TEXTE PROPOSÉ ->

☆ ☆ ☆ ☆ ☆ ☆ ☆

Comme je vous l’ai raconté dans l’article précédent, la course « Paris-Marseille- Paris » a été un des grands faits classiques de l’histoire de l’automobile, tout au moins de ses temps héroïque de la fin du 19ème siècle.

D’une part, son règlement nouveau qui, en raison de la longueur du parcours, qu’on ne pouvait faire en une journée, avait prévu la constitution de parcs fermés le soir à Auxerre, Dijon, Lyon, Avignon et Marseille.

D’autre part, les résultats qu’elle avait donnés (aucune voiture à vapeur n’avait pu terminer le parcours, tandis que Panhard, Peugeot et De Dion-Bouton se révélaient les grands vainqueurs), et puis les nombreux incidents qui émaillèrent cette course et que j’avais raconté dans l’article précédent : tempête, chiens, badauds.

En retour de cette course, il serait intéressant d’en faire le point pour notre marque, car elle va être à l’origine de la brillante carrière que fera Panhard en compétition.

L’inventaire des progrès réalisés depuis 10 ans s’établissait rapidement.
L’utilisation du pétrole pour les moteurs à explosion avait fait un pas de géant.

La construction française s’affirmait sans rivale, suivie par la construction allemande encore assez peu audacieuse.

Quant à l’industrie italienne, elle existait à peine, sans parler des anglais et américains encore inexistants.

C’est donc en France que l’industrie automobile naissance était déjà en plein essor dont les têtes d’affiche avaient pour noms : Panhard-Levassor et Peugeot.

Suivait Mors chez qui était entré l’ingénieur Henri Brazier qui allait se distinguer après 1900, puis Rochet-Schneider, de Diétrich, Delahaye, Decauville, etc…

Pour l’histoire, notons qu’à cette époque, travaille en France un ingénieur allemand du nom de Rudolf Diésel qui s’illustrera quelques années plus tard en créant le moteur dit « à combustion interne ».

Son premier brevet date du 10 décembre 1894, deux ans avant ce Paris-Marseille-Paris.

Les conséquences de cette épreuve ont été d’ordre différent.

Au niveau des infrastructures routières, la route montre qu’elle n’est pas adaptée à l’automobile et qu’elle n’a rien à voir avec les études en laboratoire ou dans la cour d’usine.

Au niveau technique, cette course a démontré que la barre franche qui sert de direction à marqué sa mise à mort à cause justement de la mort de Levassor, ingénieur le plus en vue de cette époque et gagnant du retentissant Paris-Bordeaux-Paris, l’année précédente.

Rappel des faits : A 45 kilomètres d’Avignon, près du village de La Palud, un chien força soudain Levassor à donner un coup de direction.
Comme la voiture marchait à près de 40 à l’heure, qui est une grande allure pour l’époque, elle fit une embardée que le conducteur ne put maitriser.

☆ ☆ ☆ ☆ ☆ ☆ ☆

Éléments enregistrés
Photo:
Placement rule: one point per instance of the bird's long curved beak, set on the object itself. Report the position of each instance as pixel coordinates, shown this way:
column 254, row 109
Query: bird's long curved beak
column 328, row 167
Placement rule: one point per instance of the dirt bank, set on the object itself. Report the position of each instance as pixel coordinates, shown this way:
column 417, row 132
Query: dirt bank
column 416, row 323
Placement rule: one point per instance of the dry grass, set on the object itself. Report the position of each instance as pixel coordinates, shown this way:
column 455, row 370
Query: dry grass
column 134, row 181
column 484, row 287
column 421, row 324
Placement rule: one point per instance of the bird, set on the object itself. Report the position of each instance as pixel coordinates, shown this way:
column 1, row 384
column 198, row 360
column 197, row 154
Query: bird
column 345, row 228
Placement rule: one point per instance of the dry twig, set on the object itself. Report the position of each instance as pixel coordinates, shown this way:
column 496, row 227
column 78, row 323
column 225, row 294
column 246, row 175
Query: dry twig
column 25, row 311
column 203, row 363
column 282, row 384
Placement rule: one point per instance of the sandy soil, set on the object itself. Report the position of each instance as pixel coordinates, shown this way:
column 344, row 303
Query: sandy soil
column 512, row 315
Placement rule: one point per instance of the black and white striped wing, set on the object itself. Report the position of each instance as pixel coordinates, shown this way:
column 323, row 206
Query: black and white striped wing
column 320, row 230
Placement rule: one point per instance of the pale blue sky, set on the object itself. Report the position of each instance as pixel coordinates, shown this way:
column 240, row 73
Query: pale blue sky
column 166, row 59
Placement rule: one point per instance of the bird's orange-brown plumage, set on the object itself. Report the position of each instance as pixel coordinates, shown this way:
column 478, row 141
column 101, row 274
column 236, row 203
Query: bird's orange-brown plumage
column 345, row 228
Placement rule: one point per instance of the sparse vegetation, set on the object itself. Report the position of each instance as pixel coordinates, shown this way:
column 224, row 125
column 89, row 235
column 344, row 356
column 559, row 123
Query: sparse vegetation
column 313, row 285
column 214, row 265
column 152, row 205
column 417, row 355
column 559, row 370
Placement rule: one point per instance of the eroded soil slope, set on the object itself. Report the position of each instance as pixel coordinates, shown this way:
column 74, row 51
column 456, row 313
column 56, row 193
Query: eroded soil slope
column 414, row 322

☆ ☆ ☆ ☆ ☆ ☆ ☆

Recopiez le passage du texte sur la course Paris-Marseille-Paris commençant par « Au niveau des » et se poursuivant jusqu'à « coup de direction. », en substituant « atelier » à « laboratoire ».

CORRIGÉ DE L'EXERCICE ->
Au niveau des infrastructures routières, la route montre qu’elle n’est pas adaptée à l’automobile et qu’elle n’a rien à voir avec les études en atelier ou dans la cour d’usine.

Au niveau technique, cette course a démontré que la barre franche qui sert de direction à marqué sa mise à mort à cause justement de la mort de Levassor, ingénieur le plus en vue de cette époque et gagnant du retentissant Paris-Bordeaux-Paris, l’année précédente.

Rappel des faits : A 45 kilomètres d’Avignon, près du village de La Palud, un chien força soudain Levassor à donner un coup de direction.